→ REQUIRED TASK:
Copy the lines below verbatim, starting with the line that contains "lights in the photo above." and continuing through the last line, both ends included.

--- Start DATASET RECORDS ---

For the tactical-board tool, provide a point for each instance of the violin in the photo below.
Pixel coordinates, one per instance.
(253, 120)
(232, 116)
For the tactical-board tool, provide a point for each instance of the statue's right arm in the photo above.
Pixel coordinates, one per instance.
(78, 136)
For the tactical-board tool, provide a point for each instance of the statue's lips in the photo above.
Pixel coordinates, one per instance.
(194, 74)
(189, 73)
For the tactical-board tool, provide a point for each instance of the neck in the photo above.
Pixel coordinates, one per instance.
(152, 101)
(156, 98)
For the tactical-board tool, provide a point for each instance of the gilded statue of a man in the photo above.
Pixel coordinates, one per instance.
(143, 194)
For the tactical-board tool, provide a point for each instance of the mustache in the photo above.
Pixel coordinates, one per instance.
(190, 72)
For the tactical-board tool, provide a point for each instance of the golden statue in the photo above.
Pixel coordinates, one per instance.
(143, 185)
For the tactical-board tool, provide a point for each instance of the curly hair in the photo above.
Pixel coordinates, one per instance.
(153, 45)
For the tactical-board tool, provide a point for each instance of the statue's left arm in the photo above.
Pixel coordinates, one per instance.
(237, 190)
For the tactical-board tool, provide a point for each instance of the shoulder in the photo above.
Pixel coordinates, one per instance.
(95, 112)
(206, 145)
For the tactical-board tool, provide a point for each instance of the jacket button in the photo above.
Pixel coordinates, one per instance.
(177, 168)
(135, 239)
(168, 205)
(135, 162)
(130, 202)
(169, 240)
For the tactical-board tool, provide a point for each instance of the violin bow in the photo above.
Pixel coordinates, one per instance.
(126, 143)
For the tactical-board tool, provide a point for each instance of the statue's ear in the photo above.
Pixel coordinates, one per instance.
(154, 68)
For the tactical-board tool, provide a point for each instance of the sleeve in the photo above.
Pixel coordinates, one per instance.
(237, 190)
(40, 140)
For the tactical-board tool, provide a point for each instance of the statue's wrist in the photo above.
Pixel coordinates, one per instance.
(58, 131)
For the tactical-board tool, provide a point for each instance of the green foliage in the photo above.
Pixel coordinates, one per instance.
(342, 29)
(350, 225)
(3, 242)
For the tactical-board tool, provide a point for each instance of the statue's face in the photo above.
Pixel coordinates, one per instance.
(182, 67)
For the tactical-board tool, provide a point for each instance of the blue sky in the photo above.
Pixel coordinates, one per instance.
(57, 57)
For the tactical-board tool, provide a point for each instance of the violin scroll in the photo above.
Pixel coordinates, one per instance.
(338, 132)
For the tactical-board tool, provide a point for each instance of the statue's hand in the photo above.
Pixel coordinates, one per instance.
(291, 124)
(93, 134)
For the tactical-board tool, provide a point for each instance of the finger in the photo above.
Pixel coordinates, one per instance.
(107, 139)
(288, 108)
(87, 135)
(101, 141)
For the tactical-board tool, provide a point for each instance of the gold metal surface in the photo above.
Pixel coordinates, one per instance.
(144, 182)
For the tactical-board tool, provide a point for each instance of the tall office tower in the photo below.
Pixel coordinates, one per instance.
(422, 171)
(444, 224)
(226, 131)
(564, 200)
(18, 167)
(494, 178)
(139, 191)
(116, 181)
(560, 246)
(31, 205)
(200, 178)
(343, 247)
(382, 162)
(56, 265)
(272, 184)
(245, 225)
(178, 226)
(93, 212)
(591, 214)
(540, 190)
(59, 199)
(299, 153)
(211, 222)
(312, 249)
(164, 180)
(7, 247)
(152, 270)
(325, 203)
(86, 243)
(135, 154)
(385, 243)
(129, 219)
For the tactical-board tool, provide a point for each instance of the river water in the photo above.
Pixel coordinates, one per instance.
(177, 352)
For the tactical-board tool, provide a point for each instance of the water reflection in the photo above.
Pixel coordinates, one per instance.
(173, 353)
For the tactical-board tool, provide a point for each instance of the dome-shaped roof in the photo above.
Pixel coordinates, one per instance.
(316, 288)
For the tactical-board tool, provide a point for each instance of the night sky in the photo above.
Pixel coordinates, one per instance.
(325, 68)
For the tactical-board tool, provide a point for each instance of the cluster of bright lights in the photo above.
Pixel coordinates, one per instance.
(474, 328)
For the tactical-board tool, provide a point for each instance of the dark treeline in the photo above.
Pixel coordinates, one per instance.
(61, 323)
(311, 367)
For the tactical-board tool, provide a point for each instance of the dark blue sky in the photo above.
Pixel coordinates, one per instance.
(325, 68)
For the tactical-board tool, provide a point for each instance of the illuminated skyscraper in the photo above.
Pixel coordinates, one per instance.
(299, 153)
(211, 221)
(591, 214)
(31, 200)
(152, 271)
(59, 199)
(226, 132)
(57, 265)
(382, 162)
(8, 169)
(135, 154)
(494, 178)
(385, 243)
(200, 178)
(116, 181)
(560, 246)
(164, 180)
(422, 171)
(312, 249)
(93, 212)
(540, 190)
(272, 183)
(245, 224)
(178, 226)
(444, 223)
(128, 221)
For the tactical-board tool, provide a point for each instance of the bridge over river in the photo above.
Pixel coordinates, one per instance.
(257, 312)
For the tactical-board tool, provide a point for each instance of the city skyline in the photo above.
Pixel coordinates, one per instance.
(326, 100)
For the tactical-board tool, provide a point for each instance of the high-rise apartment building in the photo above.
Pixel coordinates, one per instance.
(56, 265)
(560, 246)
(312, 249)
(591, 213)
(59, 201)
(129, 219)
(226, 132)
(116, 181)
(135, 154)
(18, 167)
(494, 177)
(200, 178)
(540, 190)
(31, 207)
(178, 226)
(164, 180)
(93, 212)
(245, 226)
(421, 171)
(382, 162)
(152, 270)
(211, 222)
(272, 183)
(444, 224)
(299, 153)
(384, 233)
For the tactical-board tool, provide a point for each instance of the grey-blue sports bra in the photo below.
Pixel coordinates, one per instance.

--- End DATASET RECORDS ---

→ EXERCISE RESPONSE:
For the tactical-board tool, provide a point for each instance of the cluster of bright lights in the photo above.
Pixel coordinates, one per instance.
(474, 328)
For the tactical-board tool, provide a point for each instance of the dark treeline in the photo above.
Pixel coordinates, one per instance.
(61, 323)
(311, 367)
For the tactical-board tool, provide a point for each instance of the dark blue sky in the photo above.
Pixel coordinates, one per instance.
(325, 68)
For the tactical-board tool, provide a point for each instance of the illuminated skyscraper in the photo above.
Pixel coordinates, one per instance.
(299, 153)
(211, 221)
(591, 214)
(31, 200)
(152, 271)
(59, 199)
(226, 132)
(57, 265)
(382, 162)
(8, 169)
(135, 154)
(494, 178)
(385, 243)
(200, 178)
(116, 181)
(560, 246)
(164, 180)
(422, 171)
(312, 249)
(93, 212)
(540, 190)
(272, 183)
(245, 224)
(178, 226)
(444, 223)
(128, 221)
For the tactical-board tool, provide a point for each instance of the bridge over river in the photo above.
Pixel coordinates, one per instance.
(257, 312)
For the tactical-board tool, provide a point for each instance of the city skyline in the photo above.
Pixel coordinates, one per instance.
(326, 100)
For the tactical-board tool, provide a point for each instance of the high-rise apartment building in the photo above.
Pixel coordinates, one per instance.
(56, 265)
(560, 246)
(312, 249)
(591, 213)
(59, 201)
(129, 219)
(226, 132)
(116, 181)
(135, 154)
(18, 167)
(494, 177)
(200, 178)
(540, 190)
(31, 207)
(178, 226)
(164, 180)
(93, 212)
(245, 226)
(421, 171)
(382, 162)
(152, 270)
(211, 222)
(272, 183)
(444, 224)
(299, 153)
(384, 233)
For the tactical-board tool, provide a point for each instance of the grey-blue sports bra in the photo below.
Pixel coordinates, one per instance.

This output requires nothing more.